▶ GIVEN REQUEST 1:
In the court opinion below, which judge presided over the case in the superior court?

Byron v. Dcs
Opinion text
NOTICE: NOT FOR OFFICIAL PUBLICATION.
UNDER ARIZONA RULE OF THE SUPREME COURT 111(c), THIS DECISION IS NOT PRECEDENTIAL
AND MAY BE CITED ONLY AS AUTHORIZED BY RULE.
IN THE
ARIZONA COURT OF APPEALS
DIVISION ONE
BYRON W., Appellant,
v.
DEPARTMENT OF CHILD SAFETY, B.W., L.W., Appellees.
No. 1 CA-JV 19-0311
FILED 4-7-2020
Appeal from the Superior Court in Maricopa County
No. JD33161
The Honorable Sara J. Agne, Judge
AFFIRMED
COUNSEL
Czop Law Firm, PLLC, Higley
By Steven Czop
Counsel for Appellant
Arizona Attorney General’s Office, Phoenix
By Sandra L. Nahigian
Counsel for Appellee Department of Child Safety
BYRON W. v. DCS, et al.

▶ DATA EXTRACT:

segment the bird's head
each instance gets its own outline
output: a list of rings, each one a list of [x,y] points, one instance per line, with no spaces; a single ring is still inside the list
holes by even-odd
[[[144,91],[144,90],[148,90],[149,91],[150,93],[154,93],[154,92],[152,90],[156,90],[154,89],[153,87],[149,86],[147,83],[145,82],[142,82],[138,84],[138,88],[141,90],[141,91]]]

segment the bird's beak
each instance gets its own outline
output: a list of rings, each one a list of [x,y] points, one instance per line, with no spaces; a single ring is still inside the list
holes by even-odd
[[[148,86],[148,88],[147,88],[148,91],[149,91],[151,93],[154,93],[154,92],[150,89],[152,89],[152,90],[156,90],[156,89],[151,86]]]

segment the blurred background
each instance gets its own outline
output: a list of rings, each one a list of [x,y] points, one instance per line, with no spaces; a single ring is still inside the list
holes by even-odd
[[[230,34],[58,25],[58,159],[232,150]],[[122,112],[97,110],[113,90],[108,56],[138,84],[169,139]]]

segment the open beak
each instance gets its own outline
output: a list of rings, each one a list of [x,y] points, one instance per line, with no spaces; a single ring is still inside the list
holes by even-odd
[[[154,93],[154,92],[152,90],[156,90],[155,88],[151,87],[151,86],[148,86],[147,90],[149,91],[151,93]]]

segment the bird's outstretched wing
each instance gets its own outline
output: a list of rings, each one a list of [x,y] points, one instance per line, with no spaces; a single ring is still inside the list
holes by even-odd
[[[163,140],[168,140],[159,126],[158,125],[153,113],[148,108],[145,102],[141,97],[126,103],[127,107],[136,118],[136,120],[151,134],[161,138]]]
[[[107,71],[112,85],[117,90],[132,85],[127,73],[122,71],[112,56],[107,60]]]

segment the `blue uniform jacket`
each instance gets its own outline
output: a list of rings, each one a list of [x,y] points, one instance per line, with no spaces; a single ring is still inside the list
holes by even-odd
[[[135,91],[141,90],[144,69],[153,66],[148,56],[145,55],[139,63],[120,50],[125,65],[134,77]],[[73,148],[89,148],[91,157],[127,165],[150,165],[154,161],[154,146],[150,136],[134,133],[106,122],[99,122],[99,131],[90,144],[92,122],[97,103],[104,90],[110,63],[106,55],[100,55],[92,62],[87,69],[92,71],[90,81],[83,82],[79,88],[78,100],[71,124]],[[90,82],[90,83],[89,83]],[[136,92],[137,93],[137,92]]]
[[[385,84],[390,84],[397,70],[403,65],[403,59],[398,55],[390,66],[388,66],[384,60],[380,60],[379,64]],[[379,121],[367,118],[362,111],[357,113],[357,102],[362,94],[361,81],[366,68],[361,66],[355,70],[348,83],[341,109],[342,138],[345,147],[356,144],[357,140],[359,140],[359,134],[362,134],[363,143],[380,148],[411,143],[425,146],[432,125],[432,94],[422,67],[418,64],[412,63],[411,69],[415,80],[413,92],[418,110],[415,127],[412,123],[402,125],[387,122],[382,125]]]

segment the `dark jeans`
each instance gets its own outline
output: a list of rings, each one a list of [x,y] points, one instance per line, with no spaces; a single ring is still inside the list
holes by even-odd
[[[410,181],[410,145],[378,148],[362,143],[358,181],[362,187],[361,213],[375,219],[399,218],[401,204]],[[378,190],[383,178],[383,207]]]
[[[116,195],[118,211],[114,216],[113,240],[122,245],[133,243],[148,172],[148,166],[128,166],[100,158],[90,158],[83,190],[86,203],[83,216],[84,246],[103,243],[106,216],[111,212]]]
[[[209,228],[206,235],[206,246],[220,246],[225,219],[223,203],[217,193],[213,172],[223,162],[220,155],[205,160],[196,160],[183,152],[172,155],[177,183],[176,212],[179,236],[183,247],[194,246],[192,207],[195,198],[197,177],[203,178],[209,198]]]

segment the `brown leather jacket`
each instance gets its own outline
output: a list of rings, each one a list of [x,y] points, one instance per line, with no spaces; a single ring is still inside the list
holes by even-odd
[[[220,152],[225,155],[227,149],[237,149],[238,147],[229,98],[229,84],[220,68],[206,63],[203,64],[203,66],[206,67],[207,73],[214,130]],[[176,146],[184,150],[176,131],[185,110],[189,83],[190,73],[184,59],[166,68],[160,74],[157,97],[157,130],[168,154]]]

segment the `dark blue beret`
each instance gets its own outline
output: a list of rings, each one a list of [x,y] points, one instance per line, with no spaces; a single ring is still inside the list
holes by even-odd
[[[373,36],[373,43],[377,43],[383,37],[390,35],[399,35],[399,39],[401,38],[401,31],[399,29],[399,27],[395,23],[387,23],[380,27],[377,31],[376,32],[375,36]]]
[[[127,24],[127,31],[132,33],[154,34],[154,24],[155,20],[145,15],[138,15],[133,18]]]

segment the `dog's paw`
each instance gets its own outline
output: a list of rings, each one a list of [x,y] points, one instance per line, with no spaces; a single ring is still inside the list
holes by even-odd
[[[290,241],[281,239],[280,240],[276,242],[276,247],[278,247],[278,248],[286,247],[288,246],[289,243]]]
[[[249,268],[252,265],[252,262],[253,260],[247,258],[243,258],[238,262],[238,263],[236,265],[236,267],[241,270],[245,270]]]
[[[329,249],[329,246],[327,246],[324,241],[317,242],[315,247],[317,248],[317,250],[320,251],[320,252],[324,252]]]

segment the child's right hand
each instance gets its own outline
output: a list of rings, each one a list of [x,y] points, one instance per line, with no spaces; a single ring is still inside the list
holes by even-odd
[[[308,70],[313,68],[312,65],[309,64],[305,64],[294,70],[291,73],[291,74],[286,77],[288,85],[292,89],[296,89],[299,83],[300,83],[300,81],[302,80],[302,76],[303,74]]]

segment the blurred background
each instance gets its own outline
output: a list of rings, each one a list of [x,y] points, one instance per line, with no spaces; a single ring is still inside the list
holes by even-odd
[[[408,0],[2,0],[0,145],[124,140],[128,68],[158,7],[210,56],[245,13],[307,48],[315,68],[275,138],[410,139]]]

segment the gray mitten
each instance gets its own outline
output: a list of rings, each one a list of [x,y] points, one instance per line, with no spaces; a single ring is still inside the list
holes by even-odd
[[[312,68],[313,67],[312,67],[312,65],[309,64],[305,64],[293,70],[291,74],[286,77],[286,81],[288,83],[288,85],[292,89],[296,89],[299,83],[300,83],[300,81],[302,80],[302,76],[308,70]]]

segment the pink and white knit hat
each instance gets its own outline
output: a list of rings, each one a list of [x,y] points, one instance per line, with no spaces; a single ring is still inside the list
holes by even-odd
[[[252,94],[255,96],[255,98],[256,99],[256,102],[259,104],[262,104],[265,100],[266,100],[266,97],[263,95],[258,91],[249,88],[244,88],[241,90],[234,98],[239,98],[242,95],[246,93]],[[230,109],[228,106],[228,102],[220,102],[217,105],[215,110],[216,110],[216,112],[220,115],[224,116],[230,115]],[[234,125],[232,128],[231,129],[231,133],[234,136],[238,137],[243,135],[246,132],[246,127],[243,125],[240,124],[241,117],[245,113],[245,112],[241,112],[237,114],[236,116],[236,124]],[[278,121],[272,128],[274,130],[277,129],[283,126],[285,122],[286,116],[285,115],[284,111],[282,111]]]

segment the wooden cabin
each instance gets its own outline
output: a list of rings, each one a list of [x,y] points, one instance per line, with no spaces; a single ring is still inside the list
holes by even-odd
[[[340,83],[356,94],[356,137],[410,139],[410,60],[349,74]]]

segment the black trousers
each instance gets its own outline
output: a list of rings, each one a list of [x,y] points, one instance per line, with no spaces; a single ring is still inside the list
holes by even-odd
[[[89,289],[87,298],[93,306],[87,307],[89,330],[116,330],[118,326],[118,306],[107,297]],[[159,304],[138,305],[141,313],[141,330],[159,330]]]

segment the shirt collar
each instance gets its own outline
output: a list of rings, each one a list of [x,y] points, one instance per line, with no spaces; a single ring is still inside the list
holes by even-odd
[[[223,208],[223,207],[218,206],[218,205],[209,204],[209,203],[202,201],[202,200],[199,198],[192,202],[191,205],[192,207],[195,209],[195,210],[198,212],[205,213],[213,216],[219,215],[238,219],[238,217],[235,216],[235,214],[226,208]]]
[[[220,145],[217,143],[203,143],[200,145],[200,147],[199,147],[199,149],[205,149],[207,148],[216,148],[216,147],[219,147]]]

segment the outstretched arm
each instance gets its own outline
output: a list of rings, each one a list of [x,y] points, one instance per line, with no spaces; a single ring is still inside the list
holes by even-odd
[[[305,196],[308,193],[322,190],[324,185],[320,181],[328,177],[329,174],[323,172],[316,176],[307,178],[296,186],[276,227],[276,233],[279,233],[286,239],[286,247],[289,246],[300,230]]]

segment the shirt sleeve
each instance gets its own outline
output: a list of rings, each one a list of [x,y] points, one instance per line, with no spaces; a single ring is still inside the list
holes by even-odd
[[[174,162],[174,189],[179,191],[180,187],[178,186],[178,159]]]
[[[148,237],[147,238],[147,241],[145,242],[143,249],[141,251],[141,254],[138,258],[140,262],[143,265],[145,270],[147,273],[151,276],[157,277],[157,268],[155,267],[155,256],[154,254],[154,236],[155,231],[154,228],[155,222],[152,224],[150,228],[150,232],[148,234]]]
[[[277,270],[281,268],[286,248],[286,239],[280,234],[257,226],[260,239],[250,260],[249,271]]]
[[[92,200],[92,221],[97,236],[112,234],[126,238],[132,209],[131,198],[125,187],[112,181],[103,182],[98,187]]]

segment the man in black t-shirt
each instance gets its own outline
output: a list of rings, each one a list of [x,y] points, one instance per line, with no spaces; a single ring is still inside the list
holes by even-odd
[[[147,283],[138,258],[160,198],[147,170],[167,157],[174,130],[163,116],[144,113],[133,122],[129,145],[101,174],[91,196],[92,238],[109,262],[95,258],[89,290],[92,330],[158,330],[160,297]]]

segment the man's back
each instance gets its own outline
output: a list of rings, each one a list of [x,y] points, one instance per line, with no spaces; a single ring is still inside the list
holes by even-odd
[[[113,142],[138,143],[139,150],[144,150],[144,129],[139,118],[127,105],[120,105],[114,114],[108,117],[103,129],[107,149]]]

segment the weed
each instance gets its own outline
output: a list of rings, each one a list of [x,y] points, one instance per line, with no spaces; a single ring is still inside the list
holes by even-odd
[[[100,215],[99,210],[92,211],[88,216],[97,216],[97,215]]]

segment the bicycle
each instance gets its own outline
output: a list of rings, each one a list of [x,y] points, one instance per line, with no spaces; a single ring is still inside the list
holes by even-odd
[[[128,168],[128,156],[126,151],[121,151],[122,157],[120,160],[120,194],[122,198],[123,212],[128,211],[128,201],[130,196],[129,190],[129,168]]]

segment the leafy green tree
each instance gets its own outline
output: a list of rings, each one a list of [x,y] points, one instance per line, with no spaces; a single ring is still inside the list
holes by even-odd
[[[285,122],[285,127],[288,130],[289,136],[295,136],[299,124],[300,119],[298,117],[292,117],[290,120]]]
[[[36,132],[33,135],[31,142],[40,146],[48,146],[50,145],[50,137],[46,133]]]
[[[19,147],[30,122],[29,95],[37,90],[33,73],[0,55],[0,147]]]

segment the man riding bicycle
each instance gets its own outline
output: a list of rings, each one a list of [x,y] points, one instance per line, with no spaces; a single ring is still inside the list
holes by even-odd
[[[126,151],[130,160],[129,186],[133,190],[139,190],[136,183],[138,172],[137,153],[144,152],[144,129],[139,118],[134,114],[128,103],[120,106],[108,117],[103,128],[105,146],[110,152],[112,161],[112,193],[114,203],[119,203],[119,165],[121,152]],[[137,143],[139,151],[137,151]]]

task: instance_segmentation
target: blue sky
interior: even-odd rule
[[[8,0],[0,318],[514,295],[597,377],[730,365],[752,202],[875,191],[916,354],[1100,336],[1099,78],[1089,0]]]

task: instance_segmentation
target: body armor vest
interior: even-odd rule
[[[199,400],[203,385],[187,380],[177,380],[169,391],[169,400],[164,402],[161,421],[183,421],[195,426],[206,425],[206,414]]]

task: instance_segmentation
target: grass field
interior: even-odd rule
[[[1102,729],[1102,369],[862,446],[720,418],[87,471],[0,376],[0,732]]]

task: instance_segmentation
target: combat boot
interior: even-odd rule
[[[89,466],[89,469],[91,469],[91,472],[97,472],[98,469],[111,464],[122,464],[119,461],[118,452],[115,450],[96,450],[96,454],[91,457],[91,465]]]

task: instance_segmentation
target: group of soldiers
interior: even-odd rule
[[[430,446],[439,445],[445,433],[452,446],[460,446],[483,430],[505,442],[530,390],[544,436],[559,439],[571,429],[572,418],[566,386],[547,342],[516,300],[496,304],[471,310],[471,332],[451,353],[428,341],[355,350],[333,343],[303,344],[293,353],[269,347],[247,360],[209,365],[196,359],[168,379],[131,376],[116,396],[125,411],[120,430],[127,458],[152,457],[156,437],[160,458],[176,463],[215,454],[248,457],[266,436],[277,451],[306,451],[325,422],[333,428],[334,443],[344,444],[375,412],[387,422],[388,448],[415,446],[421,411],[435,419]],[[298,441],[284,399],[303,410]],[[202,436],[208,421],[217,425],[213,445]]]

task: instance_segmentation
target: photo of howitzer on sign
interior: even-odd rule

▶ GIVEN REQUEST 2:
How many lines of the records above contain the string "black"? Case counts. Give only the number.

▶ RESULT 1:
The Honorable Sara J. Agne

▶ RESULT 2:
2